▶ **What the task asks**
Output range, inclusive: from the line containing "Where can the front bumper" to the line containing "Where can the rear". Restate those lines from the data below word for word and only those.

Natural language region descriptions

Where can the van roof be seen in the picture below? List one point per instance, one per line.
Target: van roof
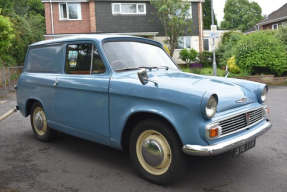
(95, 37)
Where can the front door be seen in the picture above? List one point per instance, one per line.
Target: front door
(82, 92)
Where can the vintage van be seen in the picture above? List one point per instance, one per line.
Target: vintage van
(127, 93)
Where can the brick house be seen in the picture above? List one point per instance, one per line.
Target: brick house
(130, 17)
(272, 21)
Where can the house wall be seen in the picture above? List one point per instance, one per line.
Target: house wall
(109, 23)
(269, 26)
(67, 26)
(194, 44)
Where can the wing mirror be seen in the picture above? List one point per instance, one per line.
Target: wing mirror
(143, 77)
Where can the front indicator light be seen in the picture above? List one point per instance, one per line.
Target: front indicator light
(213, 131)
(265, 112)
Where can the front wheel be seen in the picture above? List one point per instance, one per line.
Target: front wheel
(156, 152)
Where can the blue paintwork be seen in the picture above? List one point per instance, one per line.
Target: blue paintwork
(97, 107)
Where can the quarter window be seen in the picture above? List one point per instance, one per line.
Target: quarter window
(129, 8)
(83, 59)
(70, 11)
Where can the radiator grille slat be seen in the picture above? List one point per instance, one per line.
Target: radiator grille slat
(240, 121)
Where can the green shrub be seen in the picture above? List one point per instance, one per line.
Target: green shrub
(261, 52)
(188, 55)
(232, 67)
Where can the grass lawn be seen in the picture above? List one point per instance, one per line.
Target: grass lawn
(205, 71)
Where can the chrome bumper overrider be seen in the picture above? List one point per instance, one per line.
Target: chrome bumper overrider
(228, 145)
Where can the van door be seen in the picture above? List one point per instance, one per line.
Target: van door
(82, 92)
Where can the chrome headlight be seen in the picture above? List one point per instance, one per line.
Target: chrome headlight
(211, 107)
(264, 95)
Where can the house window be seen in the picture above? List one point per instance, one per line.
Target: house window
(70, 11)
(129, 8)
(206, 44)
(184, 43)
(275, 26)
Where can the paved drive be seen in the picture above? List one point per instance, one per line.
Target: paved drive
(72, 164)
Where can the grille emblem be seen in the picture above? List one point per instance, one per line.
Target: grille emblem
(242, 100)
(247, 119)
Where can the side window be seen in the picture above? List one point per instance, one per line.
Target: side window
(83, 59)
(44, 59)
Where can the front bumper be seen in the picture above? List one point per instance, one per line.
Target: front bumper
(228, 145)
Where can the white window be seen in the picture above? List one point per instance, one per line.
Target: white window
(275, 26)
(189, 12)
(206, 44)
(129, 8)
(70, 11)
(184, 43)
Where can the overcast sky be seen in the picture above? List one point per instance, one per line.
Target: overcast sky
(267, 6)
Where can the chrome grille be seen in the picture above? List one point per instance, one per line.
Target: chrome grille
(241, 121)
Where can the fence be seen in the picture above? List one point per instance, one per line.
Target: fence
(3, 88)
(9, 78)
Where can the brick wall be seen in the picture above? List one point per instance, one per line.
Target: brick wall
(269, 26)
(68, 26)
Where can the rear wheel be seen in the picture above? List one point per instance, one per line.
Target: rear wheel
(156, 152)
(39, 123)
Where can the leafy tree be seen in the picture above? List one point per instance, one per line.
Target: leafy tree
(241, 14)
(207, 20)
(261, 52)
(36, 6)
(6, 37)
(175, 17)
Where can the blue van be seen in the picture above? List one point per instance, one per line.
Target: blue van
(127, 93)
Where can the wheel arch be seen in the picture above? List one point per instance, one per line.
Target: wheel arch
(137, 117)
(29, 104)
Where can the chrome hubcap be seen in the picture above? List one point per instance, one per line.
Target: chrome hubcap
(152, 152)
(39, 123)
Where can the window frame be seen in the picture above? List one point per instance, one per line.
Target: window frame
(137, 9)
(94, 46)
(79, 12)
(274, 25)
(208, 44)
(184, 43)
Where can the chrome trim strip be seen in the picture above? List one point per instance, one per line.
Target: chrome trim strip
(228, 145)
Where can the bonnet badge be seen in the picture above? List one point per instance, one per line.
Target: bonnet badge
(242, 100)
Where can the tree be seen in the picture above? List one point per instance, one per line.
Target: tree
(6, 36)
(175, 17)
(207, 21)
(241, 15)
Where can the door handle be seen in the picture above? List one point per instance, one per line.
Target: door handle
(56, 83)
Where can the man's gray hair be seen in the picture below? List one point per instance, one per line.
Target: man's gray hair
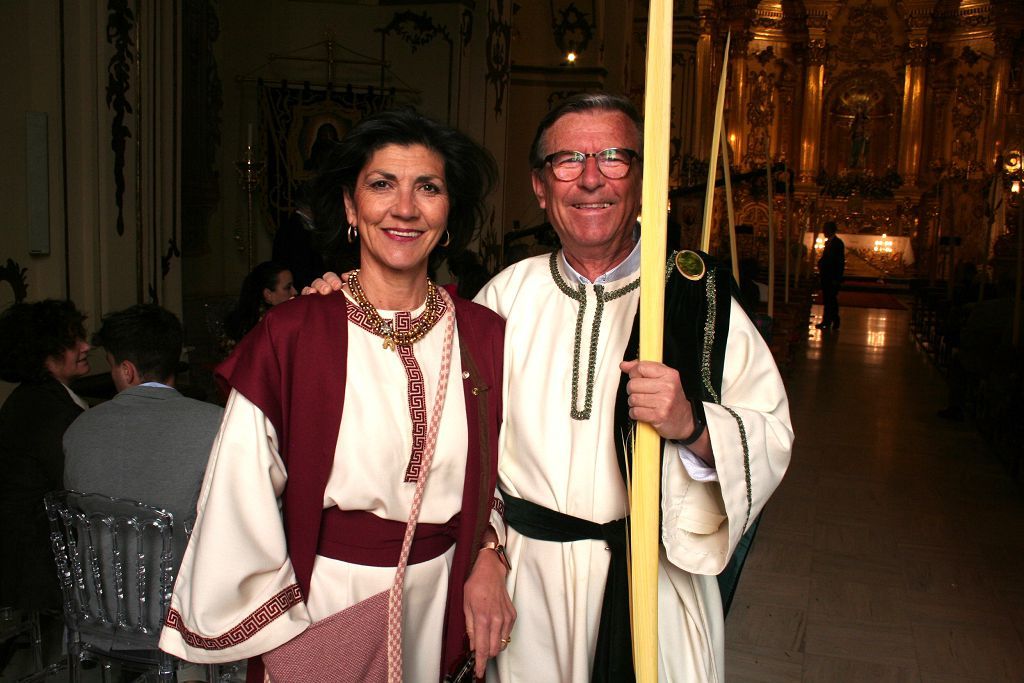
(585, 101)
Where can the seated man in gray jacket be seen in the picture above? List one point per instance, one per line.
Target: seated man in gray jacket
(148, 443)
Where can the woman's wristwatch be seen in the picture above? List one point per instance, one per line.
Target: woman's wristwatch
(500, 550)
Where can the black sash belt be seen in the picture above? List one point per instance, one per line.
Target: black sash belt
(613, 658)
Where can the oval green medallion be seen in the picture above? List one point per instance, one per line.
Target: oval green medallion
(690, 265)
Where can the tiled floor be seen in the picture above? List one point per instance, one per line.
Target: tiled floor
(894, 548)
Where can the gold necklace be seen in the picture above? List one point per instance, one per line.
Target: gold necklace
(385, 329)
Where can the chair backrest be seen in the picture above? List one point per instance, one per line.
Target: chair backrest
(116, 564)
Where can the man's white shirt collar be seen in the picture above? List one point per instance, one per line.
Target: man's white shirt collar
(629, 266)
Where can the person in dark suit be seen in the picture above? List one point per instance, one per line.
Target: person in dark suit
(830, 267)
(148, 443)
(43, 348)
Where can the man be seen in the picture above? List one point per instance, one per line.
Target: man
(570, 401)
(830, 267)
(718, 402)
(148, 443)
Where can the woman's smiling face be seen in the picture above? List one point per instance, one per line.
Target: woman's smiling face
(400, 208)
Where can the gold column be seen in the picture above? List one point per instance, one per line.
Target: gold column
(736, 125)
(912, 124)
(811, 130)
(995, 130)
(702, 118)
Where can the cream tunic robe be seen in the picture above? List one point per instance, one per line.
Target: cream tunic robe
(237, 559)
(570, 466)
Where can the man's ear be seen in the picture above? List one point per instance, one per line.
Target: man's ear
(129, 371)
(539, 189)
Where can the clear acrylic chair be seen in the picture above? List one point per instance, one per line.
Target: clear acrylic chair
(116, 564)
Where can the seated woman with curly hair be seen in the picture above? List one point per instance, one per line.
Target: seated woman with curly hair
(42, 348)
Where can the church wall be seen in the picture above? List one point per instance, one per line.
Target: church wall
(438, 59)
(29, 59)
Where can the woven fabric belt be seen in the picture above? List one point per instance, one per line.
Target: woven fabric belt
(613, 656)
(363, 538)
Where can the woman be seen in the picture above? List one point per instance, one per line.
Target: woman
(332, 395)
(265, 287)
(42, 347)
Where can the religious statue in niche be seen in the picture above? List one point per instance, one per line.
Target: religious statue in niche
(858, 109)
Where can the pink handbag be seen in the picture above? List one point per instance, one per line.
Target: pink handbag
(364, 642)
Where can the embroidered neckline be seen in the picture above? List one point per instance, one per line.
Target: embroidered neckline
(580, 295)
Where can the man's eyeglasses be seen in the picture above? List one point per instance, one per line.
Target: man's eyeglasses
(613, 163)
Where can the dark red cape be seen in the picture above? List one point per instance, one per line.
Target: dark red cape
(292, 367)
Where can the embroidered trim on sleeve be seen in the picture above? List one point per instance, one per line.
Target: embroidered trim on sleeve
(498, 506)
(246, 629)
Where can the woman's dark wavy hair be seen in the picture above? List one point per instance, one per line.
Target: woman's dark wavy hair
(31, 333)
(251, 304)
(470, 172)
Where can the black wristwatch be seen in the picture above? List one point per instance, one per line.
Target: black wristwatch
(698, 428)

▶ **Reply to the exercise**
Where can the front bumper be seen in the picture above? List one point per instance, one per line.
Target: front bumper
(228, 145)
Where can the white window be seen in the picture above? List one point per instance, one per line.
Target: white window
(275, 26)
(189, 12)
(206, 44)
(129, 8)
(70, 11)
(184, 43)
Where can the overcast sky be seen in the picture above? List one point per instance, one per line.
Target: overcast sky
(267, 6)
Where can the chrome grille be seen in the picture above? List one point per instance, one per line.
Target: chrome grille
(241, 121)
Where can the fence be seen in the picture above? List one point per instance, one per line.
Target: fence
(3, 88)
(9, 78)
Where can the brick wall be seen in the picture above? List one point per instance, one per line.
Target: brick wall
(269, 26)
(68, 26)
Where can the rear wheel be seen in the picture above? List one point per instance, one per line.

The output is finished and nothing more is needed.